━━━━━ Input for this task ━━━━━

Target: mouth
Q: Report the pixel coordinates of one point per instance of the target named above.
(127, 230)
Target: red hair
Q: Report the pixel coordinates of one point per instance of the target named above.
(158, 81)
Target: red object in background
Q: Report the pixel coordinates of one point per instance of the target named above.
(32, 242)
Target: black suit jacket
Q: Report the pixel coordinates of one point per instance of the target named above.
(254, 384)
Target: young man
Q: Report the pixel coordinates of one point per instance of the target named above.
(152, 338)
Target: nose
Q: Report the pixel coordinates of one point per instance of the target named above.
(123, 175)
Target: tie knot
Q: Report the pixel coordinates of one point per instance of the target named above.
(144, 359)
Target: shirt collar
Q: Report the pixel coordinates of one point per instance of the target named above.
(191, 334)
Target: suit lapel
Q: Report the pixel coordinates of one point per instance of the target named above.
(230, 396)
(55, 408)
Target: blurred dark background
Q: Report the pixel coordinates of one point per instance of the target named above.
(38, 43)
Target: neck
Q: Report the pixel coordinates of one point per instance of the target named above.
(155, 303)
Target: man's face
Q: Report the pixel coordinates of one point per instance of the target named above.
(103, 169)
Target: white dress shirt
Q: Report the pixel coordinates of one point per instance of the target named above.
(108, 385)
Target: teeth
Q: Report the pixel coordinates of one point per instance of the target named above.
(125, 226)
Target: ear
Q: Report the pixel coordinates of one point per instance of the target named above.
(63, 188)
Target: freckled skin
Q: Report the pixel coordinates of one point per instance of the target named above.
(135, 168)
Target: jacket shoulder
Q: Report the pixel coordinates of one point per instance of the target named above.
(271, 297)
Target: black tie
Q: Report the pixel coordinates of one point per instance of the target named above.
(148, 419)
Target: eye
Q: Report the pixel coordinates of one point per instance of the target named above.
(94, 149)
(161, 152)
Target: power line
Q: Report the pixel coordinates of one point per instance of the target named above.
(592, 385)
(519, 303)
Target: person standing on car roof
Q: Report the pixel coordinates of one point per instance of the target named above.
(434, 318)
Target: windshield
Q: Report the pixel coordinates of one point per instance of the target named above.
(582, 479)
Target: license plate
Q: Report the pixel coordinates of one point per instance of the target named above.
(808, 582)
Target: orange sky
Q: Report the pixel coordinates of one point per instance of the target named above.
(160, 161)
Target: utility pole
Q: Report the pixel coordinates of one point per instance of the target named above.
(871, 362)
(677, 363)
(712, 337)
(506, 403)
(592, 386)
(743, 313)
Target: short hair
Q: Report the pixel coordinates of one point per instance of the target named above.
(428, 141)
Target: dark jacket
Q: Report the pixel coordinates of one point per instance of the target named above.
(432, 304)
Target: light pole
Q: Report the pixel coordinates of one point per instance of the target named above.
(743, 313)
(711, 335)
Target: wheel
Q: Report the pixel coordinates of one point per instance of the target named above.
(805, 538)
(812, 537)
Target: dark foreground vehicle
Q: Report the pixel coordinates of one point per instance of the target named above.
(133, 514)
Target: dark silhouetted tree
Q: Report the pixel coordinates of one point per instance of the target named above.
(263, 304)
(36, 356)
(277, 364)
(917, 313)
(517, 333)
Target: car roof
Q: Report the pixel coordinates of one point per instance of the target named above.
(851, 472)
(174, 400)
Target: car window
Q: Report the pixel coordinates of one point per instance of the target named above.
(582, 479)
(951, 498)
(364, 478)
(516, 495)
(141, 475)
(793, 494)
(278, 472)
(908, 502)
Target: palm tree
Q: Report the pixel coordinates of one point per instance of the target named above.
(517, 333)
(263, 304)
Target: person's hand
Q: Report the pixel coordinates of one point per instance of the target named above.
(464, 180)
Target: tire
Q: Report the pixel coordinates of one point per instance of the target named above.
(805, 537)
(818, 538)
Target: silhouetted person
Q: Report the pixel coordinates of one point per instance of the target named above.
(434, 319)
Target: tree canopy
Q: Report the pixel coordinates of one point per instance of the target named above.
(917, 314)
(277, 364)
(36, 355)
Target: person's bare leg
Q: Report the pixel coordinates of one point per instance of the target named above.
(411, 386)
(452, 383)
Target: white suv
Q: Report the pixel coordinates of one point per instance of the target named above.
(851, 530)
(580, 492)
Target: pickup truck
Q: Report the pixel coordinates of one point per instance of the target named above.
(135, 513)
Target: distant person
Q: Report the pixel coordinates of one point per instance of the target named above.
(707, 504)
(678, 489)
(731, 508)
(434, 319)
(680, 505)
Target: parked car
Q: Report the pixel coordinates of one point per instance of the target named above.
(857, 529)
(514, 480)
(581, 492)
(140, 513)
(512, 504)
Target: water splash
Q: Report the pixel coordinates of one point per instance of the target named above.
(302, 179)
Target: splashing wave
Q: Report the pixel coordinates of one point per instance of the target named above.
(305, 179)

━━━━━

> [Aim of the task]:
Retype the records above exactly.

> [Exercise result]:
Target: mouth
Q: Report the pixel coordinates of one point per instance of the target named above.
(127, 230)
Target: red hair
Q: Report the pixel coordinates of one point per instance of the target named above.
(158, 81)
Target: red object in background
Q: Report the pixel coordinates of one point per instance of the target named above.
(32, 242)
Target: black suit jacket
Q: Report the pixel coordinates of one point per instance of the target named above.
(254, 384)
Target: young man
Q: Report the pixel coordinates of one point per instance of the target named above.
(152, 338)
Target: nose
Q: Report the pixel coordinates of one point per instance of the target named above.
(123, 175)
Target: tie knot
Q: Report the pixel coordinates of one point per instance of the target named above.
(144, 359)
Target: shirt collar
Q: Report the pixel coordinates of one point per instance of the target named above.
(191, 334)
Target: suit lapel
Q: Report the pixel coordinates of one point per instance of the target named above.
(230, 396)
(55, 408)
Target: blurred dark background
Q: Report the pixel coordinates of one point per instance of the target named above.
(38, 43)
Target: neck
Q: Report the pixel coordinates of one point per instance of the target named above.
(155, 303)
Target: man's face
Q: Report the pixel coordinates of one point per instance of the target named above.
(103, 169)
Target: white dress shirt
Q: Report the pixel coordinates of one point per instance of the target named above.
(108, 385)
Target: teeth
Q: Report the pixel coordinates of one point per instance of the target named above.
(125, 226)
Target: ear
Q: Report the pixel coordinates of one point per instance of the target named above.
(63, 188)
Target: freckled skin
Q: Report the pixel coordinates of one point per instance of the target named above.
(135, 168)
Target: jacket shoulder
Q: Report the pixel coordinates of one point per instance of the target named above.
(271, 297)
Target: black tie
Q: Report the pixel coordinates of one point per instance of the target named above.
(148, 419)
Target: eye
Q: Report the pixel coordinates of one point per instance of the target named above.
(94, 149)
(161, 152)
Target: power line
Q: Report the pixel coordinates of one point per instance of the target named above.
(592, 385)
(519, 303)
Target: person standing on car roof
Q: Report the pixel coordinates of one point per instance of the target named above.
(434, 318)
Target: windshield
Q: Report the pixel coordinates of one point per instance of the target named above.
(582, 479)
Target: license plate
Q: Report the pixel coordinates of one point per instance of the target named above.
(808, 582)
Target: orange sky
Q: Report the pixel coordinates of one point per instance of the target named above.
(160, 161)
Target: utility pole
Q: Report the pixel coordinates of one point per instance of the target named above.
(871, 362)
(677, 363)
(712, 337)
(506, 403)
(592, 386)
(743, 313)
Target: short hair
Q: Report the pixel coordinates of one point per instance of the target named above.
(428, 141)
Target: dark jacket
Q: Report the pixel coordinates of one point per instance of the target named above.
(432, 304)
Target: light pole
Q: Report the pixel coordinates of one point per instance of the target named above.
(743, 313)
(711, 335)
Target: wheel
Q: Report the pixel coordinates of one point per instance of the target named above.
(805, 538)
(812, 537)
Target: dark foreground vehicle
Q: Report the pixel coordinates of one point per instance of the target named above.
(133, 514)
Target: dark silhouetted tree
Q: Report the pixel coordinates of one point per instance of the target named above.
(263, 304)
(36, 356)
(277, 364)
(917, 313)
(517, 333)
Target: car roof
Q: Report the pixel coordinates of one point per instance of the target named above.
(851, 472)
(174, 400)
Target: car window
Q: Report the pixel coordinates of one point per instance of the target named above.
(582, 479)
(951, 498)
(364, 478)
(516, 495)
(141, 475)
(793, 494)
(278, 472)
(908, 502)
Target: palm tree
Q: Report the pixel coordinates of one point per instance of the target named above.
(517, 333)
(263, 304)
Target: person's hand
Q: Report the pixel coordinates of one point per instance of the target named above.
(464, 180)
Target: tire
Q: Report the pixel coordinates of one point per instance of the target named above.
(805, 537)
(818, 538)
Target: silhouetted person
Q: Report the pixel coordinates of one point per instance of the target named above.
(434, 319)
Target: tree canopy
Q: Report the pixel coordinates of one point per instance of the target named above.
(917, 314)
(277, 364)
(36, 355)
Target: person's bare leg
Q: Report the pixel coordinates of one point per instance of the target named above.
(411, 386)
(452, 383)
Target: white suv
Q: Report the pixel coordinates of one point per instance of the target named above.
(851, 530)
(580, 492)
Target: pickup truck
Q: Report the pixel coordinates of one point per instance of the target named above.
(135, 513)
Target: distant person
Q: Report the pixel coordinates of one point per instance of the target named above.
(707, 504)
(678, 489)
(731, 508)
(434, 319)
(680, 505)
Target: parked car
Q: Report the pixel coordinates of one point per instance of the target named above.
(857, 529)
(514, 480)
(581, 492)
(140, 513)
(512, 504)
Target: water splash
Q: Report the pixel coordinates of one point per instance of the target named above.
(302, 179)
Target: splashing wave
Q: Report the pixel coordinates of one point per instance of the target named above.
(305, 179)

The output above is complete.